What you are asked to do:
Copy the records from the start up to and including the line that contains "<point>360,403</point>", keeping the requests unchanged but multiplying each coordinate in the answers by 0.25 and rounding to the nearest whole number, with halves rounded up. Leave the pictures out.

[start]

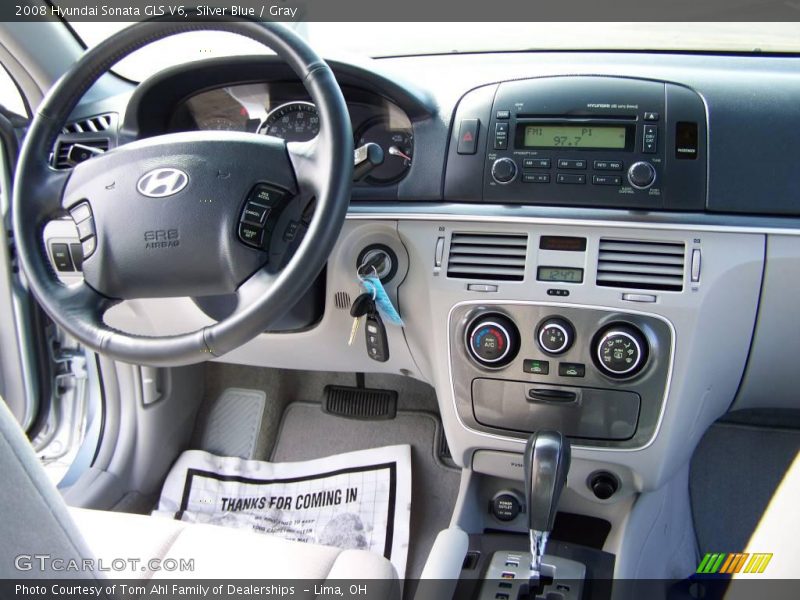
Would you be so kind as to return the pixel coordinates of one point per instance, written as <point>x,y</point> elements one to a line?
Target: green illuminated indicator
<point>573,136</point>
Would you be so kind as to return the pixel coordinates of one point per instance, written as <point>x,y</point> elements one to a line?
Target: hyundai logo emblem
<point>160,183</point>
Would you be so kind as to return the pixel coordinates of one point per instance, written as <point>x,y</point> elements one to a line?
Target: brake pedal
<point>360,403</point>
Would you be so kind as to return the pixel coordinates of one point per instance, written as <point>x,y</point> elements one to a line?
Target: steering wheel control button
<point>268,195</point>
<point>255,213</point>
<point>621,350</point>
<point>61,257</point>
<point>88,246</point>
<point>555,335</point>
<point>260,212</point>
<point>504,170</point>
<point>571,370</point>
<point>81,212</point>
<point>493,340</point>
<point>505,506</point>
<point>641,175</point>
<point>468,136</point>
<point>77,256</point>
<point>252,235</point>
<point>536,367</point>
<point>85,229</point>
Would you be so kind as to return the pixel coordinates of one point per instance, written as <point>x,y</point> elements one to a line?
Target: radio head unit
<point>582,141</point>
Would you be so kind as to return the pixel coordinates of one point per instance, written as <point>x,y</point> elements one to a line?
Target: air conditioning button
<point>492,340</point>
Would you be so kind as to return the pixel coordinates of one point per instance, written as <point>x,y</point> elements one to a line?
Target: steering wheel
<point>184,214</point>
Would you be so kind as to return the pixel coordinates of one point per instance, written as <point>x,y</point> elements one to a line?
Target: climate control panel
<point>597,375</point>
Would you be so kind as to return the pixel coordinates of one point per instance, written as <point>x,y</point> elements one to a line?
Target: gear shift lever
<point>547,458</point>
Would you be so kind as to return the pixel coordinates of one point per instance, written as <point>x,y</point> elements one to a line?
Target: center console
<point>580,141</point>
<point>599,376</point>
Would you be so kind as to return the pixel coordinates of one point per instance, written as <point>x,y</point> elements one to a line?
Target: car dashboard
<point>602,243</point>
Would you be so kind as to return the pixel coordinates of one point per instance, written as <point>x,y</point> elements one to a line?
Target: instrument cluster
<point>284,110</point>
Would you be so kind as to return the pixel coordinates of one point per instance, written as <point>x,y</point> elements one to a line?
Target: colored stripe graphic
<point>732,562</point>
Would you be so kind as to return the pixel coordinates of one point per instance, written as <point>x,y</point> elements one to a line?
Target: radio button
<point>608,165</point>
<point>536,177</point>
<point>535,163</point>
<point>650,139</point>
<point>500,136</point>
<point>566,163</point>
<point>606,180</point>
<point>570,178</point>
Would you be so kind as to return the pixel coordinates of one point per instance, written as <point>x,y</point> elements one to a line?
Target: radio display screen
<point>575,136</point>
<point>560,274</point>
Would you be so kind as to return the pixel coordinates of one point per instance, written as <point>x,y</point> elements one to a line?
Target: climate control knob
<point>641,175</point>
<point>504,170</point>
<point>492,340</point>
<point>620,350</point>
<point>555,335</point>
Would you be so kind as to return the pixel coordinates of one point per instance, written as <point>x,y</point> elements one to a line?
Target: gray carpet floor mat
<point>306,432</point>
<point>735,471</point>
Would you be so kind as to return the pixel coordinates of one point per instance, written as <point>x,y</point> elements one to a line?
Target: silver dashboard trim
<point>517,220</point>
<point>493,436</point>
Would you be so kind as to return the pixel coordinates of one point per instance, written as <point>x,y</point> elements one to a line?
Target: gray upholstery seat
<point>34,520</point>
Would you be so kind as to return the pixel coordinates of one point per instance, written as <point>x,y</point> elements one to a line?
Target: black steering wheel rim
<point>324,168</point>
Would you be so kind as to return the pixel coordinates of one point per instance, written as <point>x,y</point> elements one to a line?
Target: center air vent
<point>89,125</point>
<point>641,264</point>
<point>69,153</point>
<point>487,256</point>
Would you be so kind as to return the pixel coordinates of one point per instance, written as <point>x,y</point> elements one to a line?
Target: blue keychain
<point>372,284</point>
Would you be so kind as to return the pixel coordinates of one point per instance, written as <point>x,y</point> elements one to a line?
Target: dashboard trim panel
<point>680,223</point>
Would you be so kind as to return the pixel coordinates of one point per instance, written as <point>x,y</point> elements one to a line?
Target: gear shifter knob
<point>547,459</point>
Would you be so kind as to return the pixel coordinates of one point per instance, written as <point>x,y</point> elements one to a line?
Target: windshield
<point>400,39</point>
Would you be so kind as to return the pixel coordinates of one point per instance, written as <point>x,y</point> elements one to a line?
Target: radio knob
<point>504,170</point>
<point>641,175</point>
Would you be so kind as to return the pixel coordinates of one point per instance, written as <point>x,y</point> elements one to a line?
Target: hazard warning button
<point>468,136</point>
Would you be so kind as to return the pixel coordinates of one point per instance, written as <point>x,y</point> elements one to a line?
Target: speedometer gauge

[end]

Exercise solution:
Would you be so kind as to return the pixel coordinates of one point per instance, written as <point>x,y</point> elements one to a line?
Target: green illuminated indicator
<point>143,34</point>
Would you be so kind as to return the pixel coordinates of one point per instance, written as <point>x,y</point> elements one to a line?
Target: hyundai logo emblem
<point>40,46</point>
Would you be so kind as to return the pixel coordinates of one point per instance, written as <point>x,y</point> elements one to a line?
Target: brake pedal
<point>90,101</point>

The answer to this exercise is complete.